### Trecho da página
<<<<

São Paulo, Segunda-feira, 23 de Agosto de 1999
Texto Anterior | Índice

JUSTIÇA

No último dia 30, liminar interrompeu apuração

Procuradoria quer retomar investigação de bens de juízes

FREDERICO VASCONCELOS
da Reportagem Local

O Ministério Público Federal pediu a anulação de ato do presidente do TRF (Tribunal Regional Federal) em São Paulo, desembargador José Kallás, que suspendeu provisoriamente as investigações sobre a origem do patrimônio dos desembargadores Paulo Theotonio Costa e Roberto Luiz Ribeiro Haddad, ambos da primeira turma do tribunal.
Em 30 de julho último, Kallás concedeu liminar interrompendo apurações iniciadas pela Procuradoria da República em São Paulo a partir de reportagem da Folha. O jornal revelou, na edição de 11 de julho, que Theotonio e Haddad ostentam riqueza que contrasta com o padrão de vida comum dos juízes brasileiros.
Em recurso ao tribunal (agravo regimental), as procuradoras regionais da República Ana Lúcia Amaral e Mônica Nicida Garcia alegam que Kallás não tinha "competência" para decidir sobre um procedimento administrativo, ato que "não se encontra entre as atribuições do presidente do tribunal".
O Ministério Público também contesta o fato de os autos terem sido enviados ao presidente do TRF a partir de um despacho do desembargador Roberto Haddad, que é parte no processo, e, por isso, "declarada e reconhecidamente impedido de funcionar nos autos", segundo as procuradoras.
O Ministério Público alega que, por se tratar de "apuração de eventual ato de improbidade administrativa", o julgamento caberia a uma das turmas de juízes do TRF.
Na última quinta-feira, essa posição foi acolhida pela juíza relatora, desembargadora Sylvia Steiner. Ela despachou devolvendo os autos à vice-presidência, por entender que o processo deveria ter sido distribuído a um dos desembargadores da segunda seção -e não a Kallás. Ele atuou, no caso, como presidente do Órgão Especial, que reúne os 18 desembargadores mais antigos (o tribunal tem 27 magistrados).
"É expresso o regimento interno ao atribuir aos desembargadores federais componentes das turmas a competência para julgamento de recursos interpostos contra decisões dos juízes federais", disse Steiner no despacho.
O recurso dos advogados de Theotonio e Haddad (agravo de instrumento) teve distribuição automática urgente, no dia 28 de julho, para o Órgão Especial, quando a juíza Steiner foi designada relatora. Segundo os registros do TRF, o processo foi então encaminhado para "apreciação" de Haddad, um dos membros da turma de férias do tribunal.
"Invocando seu impedimento, Haddad não se furtou a deixar registrado que o processo deveria ser endereçado ao presidente do TRF", afirmam as procuradoras no recurso.

>>>>

### Pedido A
Responda com base na reportagem sobre a investigação dos bens de juízes:
(i) Em que data Kallás concedeu a liminar que interrompeu as apurações?
(ii) Quais procuradoras regionais da República assinam o agravo regimental?
(iii) Quantos desembargadores compõem o Órgão Especial?
### Pedido B
Prossiga com a reportagem sobre a investigação dos bens de juízes, começando logo após a última frase apresentada.
As linhas não têm papel algum neste exercício.

### Linhas extraídas
<<<<

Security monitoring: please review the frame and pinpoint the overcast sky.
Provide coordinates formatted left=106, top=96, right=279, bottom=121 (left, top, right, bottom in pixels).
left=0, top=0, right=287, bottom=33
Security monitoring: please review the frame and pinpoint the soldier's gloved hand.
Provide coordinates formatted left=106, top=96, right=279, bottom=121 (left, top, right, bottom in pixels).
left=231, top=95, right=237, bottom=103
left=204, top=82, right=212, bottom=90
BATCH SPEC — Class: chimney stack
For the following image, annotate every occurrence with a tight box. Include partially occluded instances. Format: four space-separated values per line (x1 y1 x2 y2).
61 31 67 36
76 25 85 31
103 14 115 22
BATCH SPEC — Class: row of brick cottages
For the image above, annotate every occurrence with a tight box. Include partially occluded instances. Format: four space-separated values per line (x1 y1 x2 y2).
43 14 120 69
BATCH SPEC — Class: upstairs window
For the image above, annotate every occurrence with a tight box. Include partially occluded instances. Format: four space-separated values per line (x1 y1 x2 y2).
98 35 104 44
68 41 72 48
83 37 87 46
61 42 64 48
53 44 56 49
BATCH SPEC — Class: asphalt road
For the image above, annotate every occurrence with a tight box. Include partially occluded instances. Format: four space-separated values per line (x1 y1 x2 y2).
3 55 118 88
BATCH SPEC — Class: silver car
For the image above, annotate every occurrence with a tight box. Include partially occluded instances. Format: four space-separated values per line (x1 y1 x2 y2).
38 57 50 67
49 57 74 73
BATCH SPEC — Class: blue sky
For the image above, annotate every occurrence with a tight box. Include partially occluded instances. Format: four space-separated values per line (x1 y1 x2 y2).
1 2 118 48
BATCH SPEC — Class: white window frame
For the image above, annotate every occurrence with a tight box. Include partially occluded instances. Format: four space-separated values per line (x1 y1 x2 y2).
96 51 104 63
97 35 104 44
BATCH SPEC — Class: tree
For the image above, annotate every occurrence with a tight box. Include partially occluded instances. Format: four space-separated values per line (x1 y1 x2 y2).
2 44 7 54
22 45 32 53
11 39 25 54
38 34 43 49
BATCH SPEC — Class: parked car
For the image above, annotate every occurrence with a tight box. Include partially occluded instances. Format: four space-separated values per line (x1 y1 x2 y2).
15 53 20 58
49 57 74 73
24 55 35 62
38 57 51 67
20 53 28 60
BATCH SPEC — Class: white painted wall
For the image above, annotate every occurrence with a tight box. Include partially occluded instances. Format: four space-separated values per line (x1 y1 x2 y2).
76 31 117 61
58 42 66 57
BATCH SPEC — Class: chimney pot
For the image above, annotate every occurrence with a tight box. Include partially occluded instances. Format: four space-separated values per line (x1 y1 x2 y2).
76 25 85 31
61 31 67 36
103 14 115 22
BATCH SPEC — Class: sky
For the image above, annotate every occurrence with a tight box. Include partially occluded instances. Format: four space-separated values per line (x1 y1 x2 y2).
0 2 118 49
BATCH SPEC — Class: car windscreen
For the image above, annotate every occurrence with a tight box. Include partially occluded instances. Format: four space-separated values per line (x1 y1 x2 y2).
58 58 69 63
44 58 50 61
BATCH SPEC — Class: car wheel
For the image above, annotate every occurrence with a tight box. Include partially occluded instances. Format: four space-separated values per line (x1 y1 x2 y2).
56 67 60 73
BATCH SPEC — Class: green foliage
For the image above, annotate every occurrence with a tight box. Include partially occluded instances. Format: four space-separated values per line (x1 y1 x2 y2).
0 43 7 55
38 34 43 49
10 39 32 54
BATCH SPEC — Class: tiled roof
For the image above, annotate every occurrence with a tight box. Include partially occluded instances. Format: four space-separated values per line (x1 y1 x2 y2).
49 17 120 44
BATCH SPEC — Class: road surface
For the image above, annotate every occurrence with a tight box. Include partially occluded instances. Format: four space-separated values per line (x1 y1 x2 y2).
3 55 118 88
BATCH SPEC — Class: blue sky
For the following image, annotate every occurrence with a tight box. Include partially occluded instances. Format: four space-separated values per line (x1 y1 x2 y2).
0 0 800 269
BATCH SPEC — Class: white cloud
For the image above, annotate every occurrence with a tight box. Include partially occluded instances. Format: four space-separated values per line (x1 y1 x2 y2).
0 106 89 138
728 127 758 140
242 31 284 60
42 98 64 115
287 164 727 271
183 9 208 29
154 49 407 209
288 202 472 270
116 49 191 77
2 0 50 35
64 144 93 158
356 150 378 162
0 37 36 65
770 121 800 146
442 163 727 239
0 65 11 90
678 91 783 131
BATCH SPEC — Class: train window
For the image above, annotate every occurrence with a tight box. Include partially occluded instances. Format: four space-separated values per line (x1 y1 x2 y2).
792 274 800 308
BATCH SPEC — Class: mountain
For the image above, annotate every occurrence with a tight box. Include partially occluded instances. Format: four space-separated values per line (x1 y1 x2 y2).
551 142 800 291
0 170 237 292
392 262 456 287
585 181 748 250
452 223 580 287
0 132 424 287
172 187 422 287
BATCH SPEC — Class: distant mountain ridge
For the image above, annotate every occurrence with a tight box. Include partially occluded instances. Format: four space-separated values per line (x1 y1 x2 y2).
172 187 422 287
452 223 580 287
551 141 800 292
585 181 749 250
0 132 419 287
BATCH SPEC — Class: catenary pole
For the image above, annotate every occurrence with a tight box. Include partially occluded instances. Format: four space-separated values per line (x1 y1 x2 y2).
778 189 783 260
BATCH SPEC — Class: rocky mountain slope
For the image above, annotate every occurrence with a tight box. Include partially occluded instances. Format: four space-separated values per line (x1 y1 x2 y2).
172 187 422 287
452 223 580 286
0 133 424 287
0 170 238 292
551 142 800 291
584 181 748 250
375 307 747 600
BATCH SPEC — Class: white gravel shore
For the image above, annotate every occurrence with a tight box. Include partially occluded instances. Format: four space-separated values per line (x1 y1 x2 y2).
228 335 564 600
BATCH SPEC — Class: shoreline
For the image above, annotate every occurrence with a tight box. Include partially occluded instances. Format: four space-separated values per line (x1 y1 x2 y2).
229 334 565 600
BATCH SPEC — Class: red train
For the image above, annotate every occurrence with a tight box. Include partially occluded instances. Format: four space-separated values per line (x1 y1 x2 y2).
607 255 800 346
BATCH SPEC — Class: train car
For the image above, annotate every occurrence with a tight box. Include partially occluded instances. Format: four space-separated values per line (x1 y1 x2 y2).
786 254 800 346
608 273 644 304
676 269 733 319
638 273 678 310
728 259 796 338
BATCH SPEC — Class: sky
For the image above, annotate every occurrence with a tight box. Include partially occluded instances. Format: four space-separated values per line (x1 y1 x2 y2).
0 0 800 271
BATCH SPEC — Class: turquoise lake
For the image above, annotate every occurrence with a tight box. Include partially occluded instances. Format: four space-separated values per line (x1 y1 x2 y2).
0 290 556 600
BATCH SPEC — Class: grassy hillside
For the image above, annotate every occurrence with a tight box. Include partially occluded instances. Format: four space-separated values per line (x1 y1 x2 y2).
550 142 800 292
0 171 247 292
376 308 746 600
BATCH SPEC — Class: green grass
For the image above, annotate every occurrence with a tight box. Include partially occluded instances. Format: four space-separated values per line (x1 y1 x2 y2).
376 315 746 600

>>>>

### Resposta do exercício A
(i) Em 30 de julho.
(ii) Ana Lúcia Amaral e Mônica Nicida Garcia.
(iii) O Órgão Especial reúne 18 desembargadores.

### Resposta do exercício B
O despacho de Steiner não anula a decisão de Kallás, que deverá ser examinada por outros desembargadores. Ou seja, as investigações continuarão suspensas até o julgamento final do mandado de segurança impetrado pelos advogados de Theotonio e Haddad contra ato da procuradora Samantha Dobrowolski, que, em julho, decretara a quebra do sigilo fiscal dos dois juízes.
A juíza federal substituta Tatiana Nogueira, da 14ª Vara Cível, concedeu liminar parcial, determinando apenas a suspensão da quebra do sigilo fiscal (os advogados haviam pedido ainda a decretação de sigilo do mandado, a suspensão das investigações e o arquivamento do processo). Os advogados recorreram, então, ao TRF.
Ao conceder a liminar, Kallás acolheu o argumento de que os dois magistrados têm prerrogativa de serem investigados no próprio tribunal acerca de eventuais irregularidades qualificadas como ato de improbidade administrativa e que possam levar à perda de função.
As procuradoras Amaral e Garcia sustentam, no recurso, que Dobrowolski -que atua na primeira instância do MPF- "tem indiscutível atribuição para instaurar e conduzir procedimento investigatório destinado a apurar a prática de atos de improbidade administrativa por parte de desembargadores federais".
Elas citam parecer do advogado Fábio Konder Comparato, que se manifestou "lapidar e expressamente no sentido de ser competente o juízo de primeiro grau para o julgamento de ação de improbidade contra juiz de tribunal".
Na mesma data em que protocolaram o recurso contra a decisão de Kallás, as procuradoras requisitaram a instauração de procedimento administrativo -uma investigação interna no TRF, a ser acompanhada pelo Ministério Público Federal- "para o fim de ser investigada e apurada a prática de ato de improbidade" pelos desembargadores Theotonio e Haddad.
"Parece-nos de extraordinária importância, no momento atual, sejam esclarecidas quaisquer situações equívocas que envolvam os magistrados, para que se preserve a dignidade e o respeito devido ao Poder Judiciário", concluem as procuradoras, no requerimento enviado a Kallás.
Procurado pela Folha, desde a última quarta-feira, o presidente do TRF não se manifestou. A assessoria de comunicação do tribunal informou que o processo, com o despacho do desembargador Roberto Haddad, teve uma tramitação normal.



Texto Anterior: 20 anos: Planos de Brizola ameaçaram a anistia
Índice


Copyright Empresa Folha da Manhã S/A. Todos os direitos reservados. É proibida a reprodução do conteúdo desta página em qualquer meio de comunicação, eletrônico ou impresso, sem autorização escrita da Agência Folha.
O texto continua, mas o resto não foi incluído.